Extracted text
To answer that question, we have to turn back the clock to 1972, when the artist was working as the artist on the Legion of Super-Heroes back-up serial in DC Comics’ Superboy. During this time, Cockrum submitted an illustrated proposal to his editor for a new team of supervillains to be called either the Strangers or the Devastators.
This is the part where it gets really interesting and even a little weird.
In a bizarre coincidence, Cockrum gave one of the characters in the Strangers/Devastators the name Wolverine (remember, this was a full two years before Marvel’s Wolverine debuted in The Incredible Hulk #180). He is the figure in the middle of the sketch below, behind the whip-wielding woman.
Here’s a close-up:
DC would reject the Strangers/Devastators concept, however, with Tyr (the guy with the mohawk) the only one making it into the Legion of Super-Heroes villains gallery. Elements of the rejected Strangers/Devastators Wolverine design would later be reused by Cockrum as the basis for his 1973 redesign of the Legion of Super-Heroes’ Timber Wolf. Note that this redesign also features a precursor of the signature hairstyle Cockrum would use on Marvel’s Wolverine.
The Strangers/Devastators Wolverine design would resurface in Uncanny X-Men #107 (October 1977)—the final issue of Cockrum’s initial run on the title—as the alien character Fang.
In a neat case of the design meta-narrative coming full circle, Wolverine defeated Fang in one-on-one combat and took his costume as a replacement for the tattered remains of his outfit.
It was Cockrum’s intent for the costume change to be permanent.
John Byrne puts his stamp on the character
Replacing Cockrum as Uncanny X-Men‘s regular penciler was artist John Byrne. Byrne did not like the Fang costume and had the character back to wearing the yellow costume by Uncanny X-Men #109 (February 1978).
Byrne had previously collaborated with X-Men writer Chris Claremont (on Marvel’s Iron Fist) and the pair were already spitballing potential X-Men designs at least a year before Byrne’s assignment as Cockrum’s replacement. In 1976, John Byrne, unaware that Cockrum had already designed Wolverine’s unmasked visage, showed to Claremont the sketch reproduced below, as a suggestion for how Wolverine would look without his cowl.
This unused design. with a modified coiffure and the addition of Tim “Dr. Hook” McCracken-style sideburns, was eventually used for the villain Sabretooth, who first appeared in Iron Fist #14 (August 1977).
Sabretooth would go on to become Wolverine’s most persistent and brutal nemesis in the comics, even claiming at one point to be Wolverine’s father only to be proven wrong. In retrospect, this could have been a little in-joke meant to reference the almost-relationship between the characters’ design origins.
Wolverine’s return to the yellow costume under Byrne’s pencil was short-lived, although it was the costume Wolverine wore during the events of the top-selling Dark Phoenix Saga issues, cementing its status as one of the character’s most well-known looks. Byrne created a new costume for the character, retaining the distinct cowl and flared boot-tops of the Cockrum costume while incorporating the two-tone brown color scheme of the Fang outfit. This costume, introduced in Uncanny X-Men #139 (November 1980), would prove to be extremely popular and became the character’s standard mission attire for over a decade.
Like all strong designs, the Byrne and Cockrum costumes lend themselves to artistic reinterpretation whilst retaining their identity. Even in the hands of the most idiosyncratic comics illustrators, there is no mistaking their distinct silhouettes and color combinations. See below how the design remains “readable” despite the disparate styles of artists Bill Sienkiewicz, Mike Mignola, Kent Williams, Frank Miller, Sam Kieth, and Joe Madureira:
And even though the recent Wolverine and Wolverine-related costumes have been updated to reflect changing sensibilities, the design DNA of the originals are still readily evident.

The data
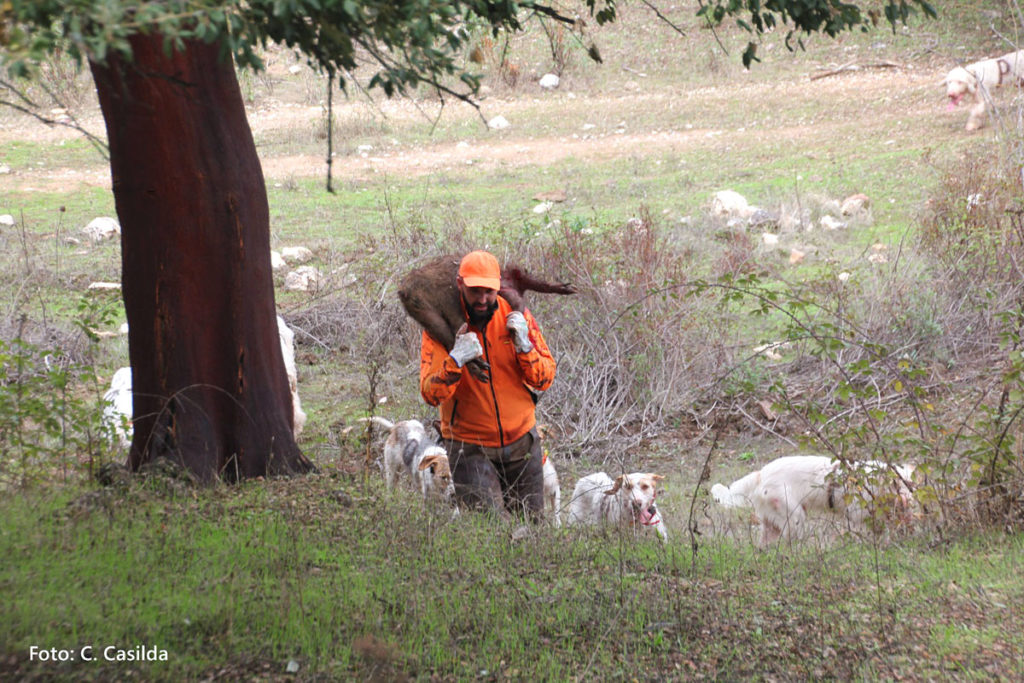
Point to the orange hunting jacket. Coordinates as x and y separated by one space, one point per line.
494 414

What you need to do
1. In the article on Wolverine's costume designs, why was Wolverine wearing the yellow costume again by Uncanny X-Men #109? Answer in one to three sentences.
2. Write out the stretch of the article on Wolverine's costume designs from "In a bizarre" through "on Marvel’s Wolverine.".

Answers below
1. John Byrne replaced Cockrum as the regular penciler on Uncanny X-Men and did not like the Fang costume. He had the character back in the yellow costume by Uncanny X-Men #109 (February 1978).

2.
In a bizarre coincidence, Cockrum gave one of the characters in the Strangers/Devastators the name Wolverine (remember, this was a full two years before Marvel’s Wolverine debuted in The Incredible Hulk #180). He is the figure in the middle of the sketch below, behind the whip-wielding woman.
Here’s a close-up:
DC would reject the Strangers/Devastators concept, however, with Tyr (the guy with the mohawk) the only one making it into the Legion of Super-Heroes villains gallery. Elements of the rejected Strangers/Devastators Wolverine design would later be reused by Cockrum as the basis for his 1973 redesign of the Legion of Super-Heroes’ Timber Wolf. Note that this redesign also features a precursor of the signature hairstyle Cockrum would use on Marvel’s Wolverine.